[Extracted entries start]

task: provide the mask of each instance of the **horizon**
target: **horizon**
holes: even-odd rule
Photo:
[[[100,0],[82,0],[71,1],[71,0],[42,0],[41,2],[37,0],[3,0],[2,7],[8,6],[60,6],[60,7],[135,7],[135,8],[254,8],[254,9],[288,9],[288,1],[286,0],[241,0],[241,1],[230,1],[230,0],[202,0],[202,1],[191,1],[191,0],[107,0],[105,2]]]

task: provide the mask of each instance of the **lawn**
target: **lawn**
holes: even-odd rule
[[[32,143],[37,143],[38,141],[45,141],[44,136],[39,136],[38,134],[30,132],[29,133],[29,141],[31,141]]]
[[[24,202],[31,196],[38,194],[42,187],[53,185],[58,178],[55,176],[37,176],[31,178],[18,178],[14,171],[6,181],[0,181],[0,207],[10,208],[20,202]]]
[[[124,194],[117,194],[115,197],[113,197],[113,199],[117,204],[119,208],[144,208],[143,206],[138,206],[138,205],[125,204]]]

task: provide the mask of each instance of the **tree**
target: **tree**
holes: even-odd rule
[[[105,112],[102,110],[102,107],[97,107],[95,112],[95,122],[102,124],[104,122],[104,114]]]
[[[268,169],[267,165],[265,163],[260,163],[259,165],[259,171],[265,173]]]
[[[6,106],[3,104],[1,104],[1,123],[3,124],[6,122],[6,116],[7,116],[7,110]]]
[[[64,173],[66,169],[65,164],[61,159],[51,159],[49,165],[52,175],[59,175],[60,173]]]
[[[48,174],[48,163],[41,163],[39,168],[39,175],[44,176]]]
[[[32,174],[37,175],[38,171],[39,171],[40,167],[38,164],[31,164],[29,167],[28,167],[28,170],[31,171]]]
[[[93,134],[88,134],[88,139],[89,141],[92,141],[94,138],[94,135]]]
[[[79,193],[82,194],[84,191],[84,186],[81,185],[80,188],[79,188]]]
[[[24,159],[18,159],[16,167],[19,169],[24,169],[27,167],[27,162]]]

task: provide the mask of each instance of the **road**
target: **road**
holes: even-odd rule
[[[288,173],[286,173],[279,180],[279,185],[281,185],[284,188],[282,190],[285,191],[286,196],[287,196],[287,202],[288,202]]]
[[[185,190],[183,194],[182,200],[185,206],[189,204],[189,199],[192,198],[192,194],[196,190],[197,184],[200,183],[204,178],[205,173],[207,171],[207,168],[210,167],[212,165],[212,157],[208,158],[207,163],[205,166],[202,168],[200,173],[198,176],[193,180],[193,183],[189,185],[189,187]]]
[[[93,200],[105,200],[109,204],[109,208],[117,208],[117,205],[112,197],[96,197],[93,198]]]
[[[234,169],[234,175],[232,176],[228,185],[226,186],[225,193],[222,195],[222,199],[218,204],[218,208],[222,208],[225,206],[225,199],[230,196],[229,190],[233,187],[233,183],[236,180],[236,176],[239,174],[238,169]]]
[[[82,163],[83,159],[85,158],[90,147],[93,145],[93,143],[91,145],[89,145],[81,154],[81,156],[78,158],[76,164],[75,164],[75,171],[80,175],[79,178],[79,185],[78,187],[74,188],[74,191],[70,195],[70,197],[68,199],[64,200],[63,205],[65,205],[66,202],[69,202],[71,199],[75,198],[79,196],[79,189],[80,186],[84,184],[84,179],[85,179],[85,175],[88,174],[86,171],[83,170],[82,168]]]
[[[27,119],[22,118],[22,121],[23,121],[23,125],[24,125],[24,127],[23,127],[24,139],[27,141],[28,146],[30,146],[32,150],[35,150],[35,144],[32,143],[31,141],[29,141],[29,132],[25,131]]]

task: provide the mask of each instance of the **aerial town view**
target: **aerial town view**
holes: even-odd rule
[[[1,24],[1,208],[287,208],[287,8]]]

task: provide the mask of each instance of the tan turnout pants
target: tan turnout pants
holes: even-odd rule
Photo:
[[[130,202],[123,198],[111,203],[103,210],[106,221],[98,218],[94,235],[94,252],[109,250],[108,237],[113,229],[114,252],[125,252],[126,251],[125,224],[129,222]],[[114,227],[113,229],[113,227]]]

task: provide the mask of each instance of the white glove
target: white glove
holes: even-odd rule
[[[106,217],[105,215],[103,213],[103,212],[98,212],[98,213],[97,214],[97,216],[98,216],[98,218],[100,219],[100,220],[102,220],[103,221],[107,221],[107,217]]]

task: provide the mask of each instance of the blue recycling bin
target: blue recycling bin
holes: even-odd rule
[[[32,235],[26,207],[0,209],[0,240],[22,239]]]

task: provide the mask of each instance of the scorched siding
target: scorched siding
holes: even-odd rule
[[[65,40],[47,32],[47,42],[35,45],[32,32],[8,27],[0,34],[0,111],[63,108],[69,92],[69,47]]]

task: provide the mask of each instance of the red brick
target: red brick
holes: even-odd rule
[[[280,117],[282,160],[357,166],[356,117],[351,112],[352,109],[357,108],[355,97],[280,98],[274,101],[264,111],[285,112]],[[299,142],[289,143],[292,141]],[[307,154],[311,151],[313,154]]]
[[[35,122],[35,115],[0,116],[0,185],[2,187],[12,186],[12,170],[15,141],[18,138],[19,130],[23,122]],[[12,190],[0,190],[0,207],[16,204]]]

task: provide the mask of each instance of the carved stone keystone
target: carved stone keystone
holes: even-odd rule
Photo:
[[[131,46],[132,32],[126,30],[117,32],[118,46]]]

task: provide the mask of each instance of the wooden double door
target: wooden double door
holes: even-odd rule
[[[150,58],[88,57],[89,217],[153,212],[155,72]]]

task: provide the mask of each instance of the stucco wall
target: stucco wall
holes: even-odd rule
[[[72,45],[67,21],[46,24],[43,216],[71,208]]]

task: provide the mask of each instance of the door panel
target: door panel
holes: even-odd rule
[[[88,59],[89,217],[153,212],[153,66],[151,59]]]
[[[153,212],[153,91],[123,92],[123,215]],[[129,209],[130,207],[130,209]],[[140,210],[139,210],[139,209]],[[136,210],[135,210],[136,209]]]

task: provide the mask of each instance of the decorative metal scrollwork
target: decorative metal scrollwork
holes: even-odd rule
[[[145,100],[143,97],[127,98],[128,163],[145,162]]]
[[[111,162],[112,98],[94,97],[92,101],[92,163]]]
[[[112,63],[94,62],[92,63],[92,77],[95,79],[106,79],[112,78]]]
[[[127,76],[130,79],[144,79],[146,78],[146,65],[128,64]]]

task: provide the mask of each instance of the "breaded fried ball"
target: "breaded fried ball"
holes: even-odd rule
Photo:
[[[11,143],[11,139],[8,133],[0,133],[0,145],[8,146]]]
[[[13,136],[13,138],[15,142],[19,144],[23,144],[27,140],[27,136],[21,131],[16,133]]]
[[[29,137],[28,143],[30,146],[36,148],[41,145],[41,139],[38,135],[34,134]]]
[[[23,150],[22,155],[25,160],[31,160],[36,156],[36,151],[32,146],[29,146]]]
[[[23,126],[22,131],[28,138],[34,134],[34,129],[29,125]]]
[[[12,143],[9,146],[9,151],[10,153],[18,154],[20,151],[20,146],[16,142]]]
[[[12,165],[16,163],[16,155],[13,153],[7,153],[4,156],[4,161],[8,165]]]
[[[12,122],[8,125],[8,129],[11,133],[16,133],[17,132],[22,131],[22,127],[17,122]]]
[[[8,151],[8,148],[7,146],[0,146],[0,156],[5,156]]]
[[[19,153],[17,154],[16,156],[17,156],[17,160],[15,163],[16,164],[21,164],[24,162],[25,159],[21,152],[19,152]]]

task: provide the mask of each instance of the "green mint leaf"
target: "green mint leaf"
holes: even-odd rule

[Extracted entries end]

## Given problem
Show every line of the records that contains the string "panel", matching case exactly.

## Answer to the problem
task: provide the mask of each instance of the door panel
target: door panel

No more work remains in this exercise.